- Entries shown -

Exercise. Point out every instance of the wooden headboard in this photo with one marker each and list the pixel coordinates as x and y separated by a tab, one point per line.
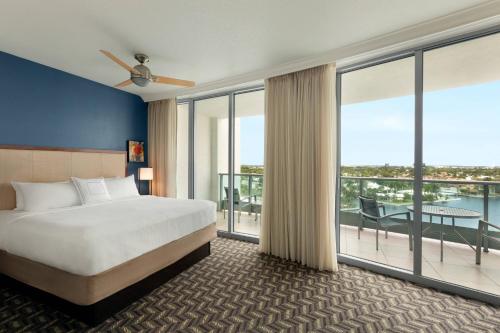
42	164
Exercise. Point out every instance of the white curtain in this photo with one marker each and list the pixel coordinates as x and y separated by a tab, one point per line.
299	188
162	146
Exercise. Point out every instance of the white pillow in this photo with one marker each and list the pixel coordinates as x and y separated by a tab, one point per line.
35	197
19	197
121	187
91	190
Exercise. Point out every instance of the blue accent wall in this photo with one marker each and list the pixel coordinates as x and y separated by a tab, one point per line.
43	106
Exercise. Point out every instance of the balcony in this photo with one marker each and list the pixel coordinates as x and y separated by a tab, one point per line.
458	264
247	213
459	259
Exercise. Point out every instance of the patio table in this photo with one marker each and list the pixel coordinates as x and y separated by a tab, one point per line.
450	212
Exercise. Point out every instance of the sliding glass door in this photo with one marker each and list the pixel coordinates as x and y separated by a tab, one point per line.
377	144
182	151
248	161
227	153
461	139
211	147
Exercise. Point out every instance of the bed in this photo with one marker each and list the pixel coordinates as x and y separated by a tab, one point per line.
95	259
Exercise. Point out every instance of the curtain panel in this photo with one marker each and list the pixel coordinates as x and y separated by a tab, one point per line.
162	146
298	208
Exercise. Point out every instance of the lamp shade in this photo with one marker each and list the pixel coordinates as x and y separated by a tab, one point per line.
145	173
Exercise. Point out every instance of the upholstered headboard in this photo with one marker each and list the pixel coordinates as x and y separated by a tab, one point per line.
41	164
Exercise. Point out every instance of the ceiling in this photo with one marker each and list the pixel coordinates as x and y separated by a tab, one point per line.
204	41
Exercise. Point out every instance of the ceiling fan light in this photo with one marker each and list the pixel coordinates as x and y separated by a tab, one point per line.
140	81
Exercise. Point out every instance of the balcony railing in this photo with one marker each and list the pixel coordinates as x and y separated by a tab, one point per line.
249	186
397	193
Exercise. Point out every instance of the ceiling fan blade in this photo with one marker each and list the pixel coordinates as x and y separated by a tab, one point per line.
171	80
123	84
119	62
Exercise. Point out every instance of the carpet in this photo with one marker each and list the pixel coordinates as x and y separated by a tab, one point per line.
237	290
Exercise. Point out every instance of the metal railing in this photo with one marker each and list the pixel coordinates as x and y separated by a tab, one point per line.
483	185
249	185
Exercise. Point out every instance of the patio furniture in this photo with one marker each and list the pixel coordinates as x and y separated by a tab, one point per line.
239	202
482	232
370	211
450	212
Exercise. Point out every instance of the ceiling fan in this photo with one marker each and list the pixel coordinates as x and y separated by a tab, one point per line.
141	75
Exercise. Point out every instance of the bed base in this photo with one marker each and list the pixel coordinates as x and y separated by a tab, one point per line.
96	313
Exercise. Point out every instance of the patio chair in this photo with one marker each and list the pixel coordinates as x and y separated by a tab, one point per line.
239	202
370	212
482	233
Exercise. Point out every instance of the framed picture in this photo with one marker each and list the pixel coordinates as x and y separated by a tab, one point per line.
135	151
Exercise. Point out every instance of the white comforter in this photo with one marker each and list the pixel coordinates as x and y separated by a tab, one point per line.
87	240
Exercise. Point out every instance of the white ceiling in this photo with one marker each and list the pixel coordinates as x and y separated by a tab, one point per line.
198	40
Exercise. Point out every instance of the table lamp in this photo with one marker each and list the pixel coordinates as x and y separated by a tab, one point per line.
145	174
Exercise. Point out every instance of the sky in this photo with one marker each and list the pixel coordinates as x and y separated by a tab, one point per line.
252	140
461	127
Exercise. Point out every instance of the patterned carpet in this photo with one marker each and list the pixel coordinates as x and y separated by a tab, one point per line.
236	289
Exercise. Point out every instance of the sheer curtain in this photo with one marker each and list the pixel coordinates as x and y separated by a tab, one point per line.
299	189
162	146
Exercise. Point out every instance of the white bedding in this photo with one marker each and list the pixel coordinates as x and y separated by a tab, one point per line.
87	240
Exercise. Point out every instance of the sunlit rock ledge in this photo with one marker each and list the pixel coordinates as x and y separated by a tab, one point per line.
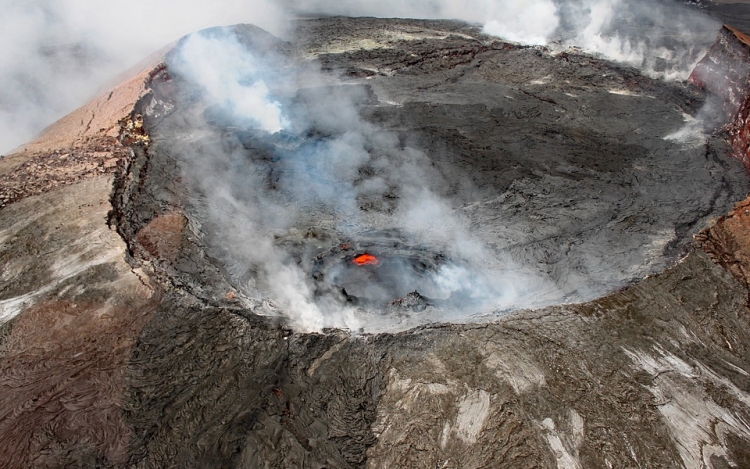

- Aim of the exercise -
Please repeat each record above precisely, with the pictures left out.

- Response -
Exercise. Point out every instance of the wooden headboard in this photo with one marker each and list the pixel coordinates as x and y separated by a tab, one point per line.
42	164
Exercise. Point out every instance of the white curtain in this photo with one marker each and list the pixel coordinates as x and y separated by a tab, one point per line.
299	188
162	146
Exercise. Point out every instance of the white pillow in this photo with one marker each and list the pixel coordinates as x and y separated by a tab, one point per line.
35	197
19	197
121	187
91	190
Exercise. Point out every instance of the blue accent wall in this photo with one marker each and list the pixel coordinates as x and y separated by a tab, one point per line.
43	106
Exercise. Point out every instance of the balcony in this photo with one marker each and list the pixel coordinates as x and y separated by a tab, one point per line.
458	264
247	213
459	259
Exercise. Point out every instance of the patio table in this photo with one marker each and list the pixel coordinates as x and y separated by a tab, one point per line.
450	212
Exercise. Point out every instance of the sliding glass door in this photo with one marker each and list the pixel coordinates as x and y separated by a tab, one point per line.
377	144
182	151
248	161
227	153
461	139
211	147
Exercise. Point out every instance of the bed in this photo with one marker each and list the pixel coordinates as x and y separated by a tab, one point per line.
95	259
Exercise. Point out every instance of the curtain panel in this photo with one marker each and list the pixel coordinates as x and y separated by a tab, one point per line.
162	146
298	208
Exercise. Point out every instance of the lamp shade in this photo with one marker each and list the pixel coordinates as x and y separated by a tab, one point per line.
145	173
Exercise. Point out every instance of the upholstered headboard in this photo with one marker each and list the pixel coordinates as x and y separated by a tab, one point per line.
41	164
Exercise. Point out every instance of the ceiling in this photo with one marker each and list the pixel coordinates as x and y separated by a tab, one point per line.
204	41
Exercise. Point out every instance of the ceiling fan light in this photo with one marker each and list the pixel coordinates as x and y separated by a tab, one point per line.
140	81
Exercise. Point out every instance of the balcony railing in this photo with one marker each and list the pixel coordinates as x and y separated by a tab, one point per line.
249	186
397	193
Exercise. Point out every instance of the ceiling fan blade in this photo with one marker each and list the pixel coordinates as x and y separated by a tab, one point per line.
171	80
123	84
119	62
Exercise. Point out every instance of the carpet in this photo with one marker each and list the pixel coordinates as x and y separated by a tab, one point per line.
237	290
Exercise. Point out every instance of the metal railing in this photo with one marker each and list the pixel coordinates as x and y separated by a tab, one point per line.
483	185
249	185
Exercise. Point out every instance of the patio furniture in this photo with one marker each and list the pixel coordinates as x and y separated by a tab, one point per line.
239	202
482	232
370	211
450	212
Exercise. Point out every instance of the ceiling fan in this photo with one marker each and list the pixel coordinates as x and y separated by a tab, one point per line.
141	75
Exercise. Point out every instance of the bed base in this photo with one marker each and list the pixel coordinates as x and y separated by a tab, one point per line.
96	313
Exercise. Point out every instance of the patio chair in this photo with one marker each and list the pixel coordinates as x and y separated by a tab, one point per line.
239	202
370	212
482	233
Exercise. Point out every instance of the framed picture in this photo with one marker each and list the pixel coordinates as x and y separated by a tab, one point per line.
135	151
Exercise. Point out every instance of the white comforter in this photo with one marker each and list the pixel coordinates as x and y separated by a tab, one point per line.
87	240
Exercise. Point out every instance of the white ceiling in this photo with one marker each and list the pixel coordinates as x and y separated by a tab, one point per line.
198	40
Exercise. Point out every instance of the table lamp in this photo with one marker each and list the pixel coordinates as x and y separated by a tab, one point per line.
145	174
Exercise. Point out every instance of the sky in this photo with one marker each and list the pixel coordinates as x and y separated by a tab, one point per line.
252	140
461	127
Exercise. Point out every instance of the patterned carpet in this photo with one marker each and list the pixel coordinates as x and y separated by a tab, one point per line.
236	289
Exercise. Point out every instance of the sheer curtain in this photo with one marker each and list the pixel coordinates as x and y separated by a tab, one point per line.
299	189
162	146
Exercise. Point out every instance of the white bedding in this photo with one marker each and list the pixel coordinates as x and y separated by a tab, one point per line.
87	240
Exercise. Point out every instance of the sunlit rock ledge in this photo with one marker each and list the pixel coordinates as x and y separated by a tab, one point per line.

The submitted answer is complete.